Work task
Beginning with the first line, please repeat the entries exactly and end on the line that contains "box: [125, 442, 180, 511]".

Collected data
[Start of Attachment]
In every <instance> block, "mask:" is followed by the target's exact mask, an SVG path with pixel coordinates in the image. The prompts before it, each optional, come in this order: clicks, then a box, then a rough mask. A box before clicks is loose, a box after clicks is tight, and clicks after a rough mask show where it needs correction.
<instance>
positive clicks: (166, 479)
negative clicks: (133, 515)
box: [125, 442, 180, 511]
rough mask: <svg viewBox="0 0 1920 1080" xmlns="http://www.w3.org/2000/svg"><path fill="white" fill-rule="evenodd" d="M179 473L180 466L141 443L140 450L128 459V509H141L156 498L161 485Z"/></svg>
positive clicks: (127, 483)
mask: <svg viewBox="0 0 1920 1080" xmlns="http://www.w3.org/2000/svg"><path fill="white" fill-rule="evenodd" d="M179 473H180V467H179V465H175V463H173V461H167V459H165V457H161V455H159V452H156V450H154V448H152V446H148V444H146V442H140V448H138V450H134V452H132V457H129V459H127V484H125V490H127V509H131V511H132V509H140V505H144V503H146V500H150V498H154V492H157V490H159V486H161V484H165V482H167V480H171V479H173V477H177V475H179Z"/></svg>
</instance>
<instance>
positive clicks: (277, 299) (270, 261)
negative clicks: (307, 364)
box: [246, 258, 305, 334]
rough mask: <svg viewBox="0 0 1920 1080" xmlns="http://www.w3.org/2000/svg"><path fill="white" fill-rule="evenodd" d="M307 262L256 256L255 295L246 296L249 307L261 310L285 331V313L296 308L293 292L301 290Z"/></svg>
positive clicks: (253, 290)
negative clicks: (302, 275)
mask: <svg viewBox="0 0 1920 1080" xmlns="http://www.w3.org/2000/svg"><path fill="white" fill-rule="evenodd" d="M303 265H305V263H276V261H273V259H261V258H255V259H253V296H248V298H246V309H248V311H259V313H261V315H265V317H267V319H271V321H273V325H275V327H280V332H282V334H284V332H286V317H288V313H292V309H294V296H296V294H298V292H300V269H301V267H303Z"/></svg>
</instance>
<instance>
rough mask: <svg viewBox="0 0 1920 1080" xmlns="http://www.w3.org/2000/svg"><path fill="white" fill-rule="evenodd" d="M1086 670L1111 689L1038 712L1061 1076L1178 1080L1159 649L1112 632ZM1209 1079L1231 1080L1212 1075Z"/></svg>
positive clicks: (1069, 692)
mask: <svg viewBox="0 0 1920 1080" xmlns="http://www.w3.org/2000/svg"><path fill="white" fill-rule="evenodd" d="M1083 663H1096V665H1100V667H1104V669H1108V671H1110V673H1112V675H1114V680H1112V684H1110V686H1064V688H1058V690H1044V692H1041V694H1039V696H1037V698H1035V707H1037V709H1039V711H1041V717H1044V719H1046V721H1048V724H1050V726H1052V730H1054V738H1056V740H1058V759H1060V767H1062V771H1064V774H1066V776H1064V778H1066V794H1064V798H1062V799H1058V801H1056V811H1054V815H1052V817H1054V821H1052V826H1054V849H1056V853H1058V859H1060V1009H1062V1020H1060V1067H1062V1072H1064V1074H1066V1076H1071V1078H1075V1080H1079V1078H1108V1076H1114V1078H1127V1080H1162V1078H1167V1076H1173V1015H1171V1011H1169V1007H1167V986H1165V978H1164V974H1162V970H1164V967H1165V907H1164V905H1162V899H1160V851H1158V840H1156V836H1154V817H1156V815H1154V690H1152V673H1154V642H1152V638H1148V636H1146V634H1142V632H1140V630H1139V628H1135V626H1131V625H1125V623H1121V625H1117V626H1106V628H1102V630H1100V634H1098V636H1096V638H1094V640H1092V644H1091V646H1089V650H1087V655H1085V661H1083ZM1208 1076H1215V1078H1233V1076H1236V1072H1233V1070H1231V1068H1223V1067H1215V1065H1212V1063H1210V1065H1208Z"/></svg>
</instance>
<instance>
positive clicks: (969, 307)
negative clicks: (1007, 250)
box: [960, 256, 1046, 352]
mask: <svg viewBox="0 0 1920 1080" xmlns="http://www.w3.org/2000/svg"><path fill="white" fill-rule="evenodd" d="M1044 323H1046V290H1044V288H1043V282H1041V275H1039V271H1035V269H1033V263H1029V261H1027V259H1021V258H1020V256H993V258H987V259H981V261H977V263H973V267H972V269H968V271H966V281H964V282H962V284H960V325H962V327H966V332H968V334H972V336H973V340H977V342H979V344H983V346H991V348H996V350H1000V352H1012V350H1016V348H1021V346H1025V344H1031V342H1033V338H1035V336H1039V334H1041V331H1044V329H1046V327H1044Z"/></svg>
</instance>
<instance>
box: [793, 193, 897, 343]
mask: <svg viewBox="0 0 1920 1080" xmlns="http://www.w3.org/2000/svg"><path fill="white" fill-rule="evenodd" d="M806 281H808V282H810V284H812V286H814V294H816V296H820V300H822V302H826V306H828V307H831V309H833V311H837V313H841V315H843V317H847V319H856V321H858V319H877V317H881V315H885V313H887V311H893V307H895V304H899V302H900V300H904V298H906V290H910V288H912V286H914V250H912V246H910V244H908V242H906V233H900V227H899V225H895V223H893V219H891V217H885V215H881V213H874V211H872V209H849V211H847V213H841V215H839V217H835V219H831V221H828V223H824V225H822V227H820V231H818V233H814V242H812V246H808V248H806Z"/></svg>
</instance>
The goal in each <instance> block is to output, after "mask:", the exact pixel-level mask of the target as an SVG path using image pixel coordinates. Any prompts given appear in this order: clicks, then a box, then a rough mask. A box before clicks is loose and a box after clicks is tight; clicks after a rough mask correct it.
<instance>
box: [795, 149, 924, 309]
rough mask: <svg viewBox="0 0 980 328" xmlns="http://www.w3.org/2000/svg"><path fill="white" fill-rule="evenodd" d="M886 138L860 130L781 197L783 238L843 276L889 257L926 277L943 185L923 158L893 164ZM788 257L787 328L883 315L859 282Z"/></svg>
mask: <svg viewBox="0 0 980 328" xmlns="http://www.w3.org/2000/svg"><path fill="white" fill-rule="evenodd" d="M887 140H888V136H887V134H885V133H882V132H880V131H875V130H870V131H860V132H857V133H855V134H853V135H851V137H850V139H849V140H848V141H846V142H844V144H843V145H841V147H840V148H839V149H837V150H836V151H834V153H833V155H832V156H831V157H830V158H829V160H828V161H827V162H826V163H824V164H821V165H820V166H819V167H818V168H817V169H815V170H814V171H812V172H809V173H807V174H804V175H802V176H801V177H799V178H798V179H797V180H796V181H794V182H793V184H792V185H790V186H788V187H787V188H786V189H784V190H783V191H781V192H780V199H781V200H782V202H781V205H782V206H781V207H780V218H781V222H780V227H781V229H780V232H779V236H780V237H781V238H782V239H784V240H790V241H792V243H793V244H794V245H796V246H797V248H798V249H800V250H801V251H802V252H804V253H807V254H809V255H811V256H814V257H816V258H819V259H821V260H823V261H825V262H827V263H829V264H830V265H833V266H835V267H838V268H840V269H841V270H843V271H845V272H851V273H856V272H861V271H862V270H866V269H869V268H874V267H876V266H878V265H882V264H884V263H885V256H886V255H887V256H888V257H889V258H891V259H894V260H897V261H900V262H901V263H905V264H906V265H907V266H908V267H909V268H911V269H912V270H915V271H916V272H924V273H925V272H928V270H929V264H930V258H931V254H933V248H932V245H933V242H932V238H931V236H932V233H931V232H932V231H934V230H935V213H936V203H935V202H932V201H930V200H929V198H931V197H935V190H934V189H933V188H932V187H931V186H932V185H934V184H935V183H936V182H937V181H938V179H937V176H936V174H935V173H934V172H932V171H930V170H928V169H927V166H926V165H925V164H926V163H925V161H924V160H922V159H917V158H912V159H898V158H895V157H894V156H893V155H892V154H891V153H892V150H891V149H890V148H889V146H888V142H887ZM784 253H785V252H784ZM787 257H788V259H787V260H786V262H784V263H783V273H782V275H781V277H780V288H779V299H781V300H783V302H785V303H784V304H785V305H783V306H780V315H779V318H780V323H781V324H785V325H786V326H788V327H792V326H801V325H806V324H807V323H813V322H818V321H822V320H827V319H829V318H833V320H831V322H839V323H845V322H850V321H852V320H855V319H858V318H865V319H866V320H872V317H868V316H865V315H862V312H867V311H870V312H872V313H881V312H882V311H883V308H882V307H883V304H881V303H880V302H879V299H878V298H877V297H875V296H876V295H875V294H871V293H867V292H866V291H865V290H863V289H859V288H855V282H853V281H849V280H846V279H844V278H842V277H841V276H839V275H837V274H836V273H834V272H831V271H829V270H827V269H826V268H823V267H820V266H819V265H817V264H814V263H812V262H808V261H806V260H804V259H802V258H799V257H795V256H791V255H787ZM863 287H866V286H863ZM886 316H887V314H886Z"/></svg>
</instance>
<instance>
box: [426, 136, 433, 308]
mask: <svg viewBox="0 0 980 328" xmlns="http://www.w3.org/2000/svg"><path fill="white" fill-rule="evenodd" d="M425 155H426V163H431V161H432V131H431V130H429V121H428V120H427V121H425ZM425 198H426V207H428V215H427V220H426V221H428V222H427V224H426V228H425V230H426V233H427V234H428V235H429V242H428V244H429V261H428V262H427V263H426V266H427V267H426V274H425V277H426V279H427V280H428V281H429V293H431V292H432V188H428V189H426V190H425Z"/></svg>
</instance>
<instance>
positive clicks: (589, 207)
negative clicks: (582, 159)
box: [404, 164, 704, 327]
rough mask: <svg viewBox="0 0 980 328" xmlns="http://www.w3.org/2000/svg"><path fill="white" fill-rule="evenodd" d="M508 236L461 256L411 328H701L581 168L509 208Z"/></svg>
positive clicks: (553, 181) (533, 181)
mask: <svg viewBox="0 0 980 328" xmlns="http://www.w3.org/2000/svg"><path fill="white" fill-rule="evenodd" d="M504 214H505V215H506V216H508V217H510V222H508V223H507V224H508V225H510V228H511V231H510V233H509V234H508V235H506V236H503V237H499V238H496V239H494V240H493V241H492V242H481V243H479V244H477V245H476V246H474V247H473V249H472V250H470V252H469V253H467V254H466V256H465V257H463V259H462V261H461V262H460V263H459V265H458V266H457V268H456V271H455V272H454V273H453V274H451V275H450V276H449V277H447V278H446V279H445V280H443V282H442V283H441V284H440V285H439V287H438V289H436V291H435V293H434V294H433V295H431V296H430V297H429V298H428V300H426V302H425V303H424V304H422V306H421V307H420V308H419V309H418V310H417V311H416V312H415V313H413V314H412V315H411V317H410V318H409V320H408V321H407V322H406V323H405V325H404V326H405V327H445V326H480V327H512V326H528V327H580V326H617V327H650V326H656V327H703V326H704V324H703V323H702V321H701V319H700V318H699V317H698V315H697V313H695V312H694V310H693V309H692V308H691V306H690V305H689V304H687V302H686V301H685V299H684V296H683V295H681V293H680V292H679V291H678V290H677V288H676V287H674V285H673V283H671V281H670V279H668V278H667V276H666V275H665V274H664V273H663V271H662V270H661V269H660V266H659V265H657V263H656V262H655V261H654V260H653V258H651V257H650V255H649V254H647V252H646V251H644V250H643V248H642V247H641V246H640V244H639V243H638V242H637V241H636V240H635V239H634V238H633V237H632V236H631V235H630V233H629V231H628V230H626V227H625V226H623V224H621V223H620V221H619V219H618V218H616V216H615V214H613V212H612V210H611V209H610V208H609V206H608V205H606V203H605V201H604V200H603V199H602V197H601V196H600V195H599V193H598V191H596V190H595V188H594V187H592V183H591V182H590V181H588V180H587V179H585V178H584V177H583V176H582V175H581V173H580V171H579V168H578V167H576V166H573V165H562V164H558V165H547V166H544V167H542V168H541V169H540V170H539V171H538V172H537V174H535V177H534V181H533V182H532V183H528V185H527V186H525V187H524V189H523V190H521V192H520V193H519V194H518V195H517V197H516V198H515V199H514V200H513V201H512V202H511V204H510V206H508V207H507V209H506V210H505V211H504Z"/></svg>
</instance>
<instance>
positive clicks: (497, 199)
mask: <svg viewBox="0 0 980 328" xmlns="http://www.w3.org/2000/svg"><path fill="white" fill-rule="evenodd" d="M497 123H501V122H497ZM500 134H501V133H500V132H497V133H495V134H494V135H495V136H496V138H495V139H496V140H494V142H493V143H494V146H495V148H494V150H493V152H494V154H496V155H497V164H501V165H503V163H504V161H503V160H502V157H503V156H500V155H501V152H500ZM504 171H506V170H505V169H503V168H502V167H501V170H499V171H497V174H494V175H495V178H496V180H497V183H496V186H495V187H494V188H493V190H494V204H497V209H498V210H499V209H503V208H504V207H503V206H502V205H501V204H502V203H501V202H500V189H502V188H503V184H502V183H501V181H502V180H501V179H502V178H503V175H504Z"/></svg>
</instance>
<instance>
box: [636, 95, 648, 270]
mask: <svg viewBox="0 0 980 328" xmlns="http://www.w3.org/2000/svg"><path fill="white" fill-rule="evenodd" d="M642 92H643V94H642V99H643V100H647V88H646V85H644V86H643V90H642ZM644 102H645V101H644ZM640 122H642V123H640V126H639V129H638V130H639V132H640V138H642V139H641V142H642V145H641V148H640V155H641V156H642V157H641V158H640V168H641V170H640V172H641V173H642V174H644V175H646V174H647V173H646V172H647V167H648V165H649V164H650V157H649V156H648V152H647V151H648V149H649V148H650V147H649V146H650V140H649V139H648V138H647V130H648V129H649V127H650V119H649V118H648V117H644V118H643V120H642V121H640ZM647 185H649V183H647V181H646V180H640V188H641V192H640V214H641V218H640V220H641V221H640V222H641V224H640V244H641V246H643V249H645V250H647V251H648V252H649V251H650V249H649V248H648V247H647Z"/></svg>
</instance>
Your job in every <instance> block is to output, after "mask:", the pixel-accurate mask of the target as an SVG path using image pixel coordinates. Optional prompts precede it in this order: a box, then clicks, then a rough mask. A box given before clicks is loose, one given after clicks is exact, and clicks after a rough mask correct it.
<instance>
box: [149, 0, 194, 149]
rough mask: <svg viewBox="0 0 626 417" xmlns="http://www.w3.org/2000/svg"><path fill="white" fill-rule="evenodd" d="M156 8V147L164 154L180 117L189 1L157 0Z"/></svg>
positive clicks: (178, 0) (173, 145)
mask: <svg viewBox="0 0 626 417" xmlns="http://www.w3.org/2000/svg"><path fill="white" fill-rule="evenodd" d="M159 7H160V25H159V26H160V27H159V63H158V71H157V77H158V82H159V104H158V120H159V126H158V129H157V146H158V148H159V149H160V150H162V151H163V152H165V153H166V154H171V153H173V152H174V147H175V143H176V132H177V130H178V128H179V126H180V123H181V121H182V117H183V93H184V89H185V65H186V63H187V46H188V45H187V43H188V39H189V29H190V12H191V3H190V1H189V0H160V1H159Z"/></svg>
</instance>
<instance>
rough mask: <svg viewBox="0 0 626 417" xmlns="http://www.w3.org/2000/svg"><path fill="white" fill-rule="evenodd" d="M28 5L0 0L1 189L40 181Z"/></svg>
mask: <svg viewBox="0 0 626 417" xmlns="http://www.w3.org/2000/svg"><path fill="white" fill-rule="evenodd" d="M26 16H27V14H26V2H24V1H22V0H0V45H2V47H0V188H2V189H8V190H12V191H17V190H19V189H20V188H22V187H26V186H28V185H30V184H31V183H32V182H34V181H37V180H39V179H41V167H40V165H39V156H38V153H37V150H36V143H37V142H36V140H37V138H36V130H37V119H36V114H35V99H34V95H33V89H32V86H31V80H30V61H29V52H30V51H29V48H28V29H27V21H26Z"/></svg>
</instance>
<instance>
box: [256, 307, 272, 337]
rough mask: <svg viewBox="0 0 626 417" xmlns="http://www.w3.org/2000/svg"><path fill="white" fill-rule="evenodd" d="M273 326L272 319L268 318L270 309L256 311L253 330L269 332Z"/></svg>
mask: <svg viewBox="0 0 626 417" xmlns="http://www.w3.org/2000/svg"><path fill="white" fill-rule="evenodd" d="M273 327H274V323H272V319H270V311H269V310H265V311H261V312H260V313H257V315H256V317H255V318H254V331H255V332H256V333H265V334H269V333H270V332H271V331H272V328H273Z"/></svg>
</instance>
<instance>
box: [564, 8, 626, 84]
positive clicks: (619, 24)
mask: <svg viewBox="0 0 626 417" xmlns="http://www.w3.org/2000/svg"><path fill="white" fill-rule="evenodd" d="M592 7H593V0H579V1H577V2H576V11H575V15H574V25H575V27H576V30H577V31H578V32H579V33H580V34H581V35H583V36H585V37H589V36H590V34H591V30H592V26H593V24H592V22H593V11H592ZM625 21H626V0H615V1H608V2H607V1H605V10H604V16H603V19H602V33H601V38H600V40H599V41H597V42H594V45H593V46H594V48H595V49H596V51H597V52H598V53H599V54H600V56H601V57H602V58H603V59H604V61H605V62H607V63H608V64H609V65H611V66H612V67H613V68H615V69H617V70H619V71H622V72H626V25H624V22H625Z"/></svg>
[End of Attachment]
Exercise output
In every <instance> block, "mask:" is followed by the target's exact mask, an SVG path with pixel coordinates in the image. The prompts before it, each optional, come in this order: clicks, then a box, then a rough mask. A box before clicks is loose, a box after clicks is tight, and clicks after a rough mask show where it needs correction.
<instance>
positive clicks: (166, 479)
negative clicks: (133, 515)
box: [125, 442, 180, 511]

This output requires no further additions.